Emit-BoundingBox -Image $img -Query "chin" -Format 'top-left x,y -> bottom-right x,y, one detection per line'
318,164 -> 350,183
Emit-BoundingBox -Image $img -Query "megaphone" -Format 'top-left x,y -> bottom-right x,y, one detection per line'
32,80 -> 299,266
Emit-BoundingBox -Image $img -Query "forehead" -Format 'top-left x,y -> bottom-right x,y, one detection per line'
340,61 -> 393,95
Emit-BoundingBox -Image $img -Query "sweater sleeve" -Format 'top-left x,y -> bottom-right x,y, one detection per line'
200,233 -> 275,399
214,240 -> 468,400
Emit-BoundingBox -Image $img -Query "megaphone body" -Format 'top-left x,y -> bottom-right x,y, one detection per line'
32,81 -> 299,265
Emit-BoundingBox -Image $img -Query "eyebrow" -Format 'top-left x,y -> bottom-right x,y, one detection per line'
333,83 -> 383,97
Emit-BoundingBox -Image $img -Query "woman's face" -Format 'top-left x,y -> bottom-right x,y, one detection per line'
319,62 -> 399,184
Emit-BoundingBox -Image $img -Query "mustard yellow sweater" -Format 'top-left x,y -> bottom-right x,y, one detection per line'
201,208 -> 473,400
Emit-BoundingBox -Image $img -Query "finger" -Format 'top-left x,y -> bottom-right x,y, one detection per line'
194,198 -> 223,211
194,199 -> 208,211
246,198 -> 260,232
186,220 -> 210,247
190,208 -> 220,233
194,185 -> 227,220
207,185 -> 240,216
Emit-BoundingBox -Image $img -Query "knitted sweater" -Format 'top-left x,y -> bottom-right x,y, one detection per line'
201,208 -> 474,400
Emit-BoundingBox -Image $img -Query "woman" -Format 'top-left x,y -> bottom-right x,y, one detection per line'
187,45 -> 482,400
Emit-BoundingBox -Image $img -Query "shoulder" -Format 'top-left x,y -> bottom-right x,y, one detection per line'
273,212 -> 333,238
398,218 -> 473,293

━━━━

> What is being asked
Offset every coordinate in the answers by adding 105 as you write out again the items that run from the start through the line containing "318,164 -> 350,183", with both ends included and every line kept. Give only that stretch.

> Full response
Emit-BoundingBox -Image $img -Query "chin" -Format 'top-left x,y -> bottom-right x,y, one detection per line'
423,269 -> 455,288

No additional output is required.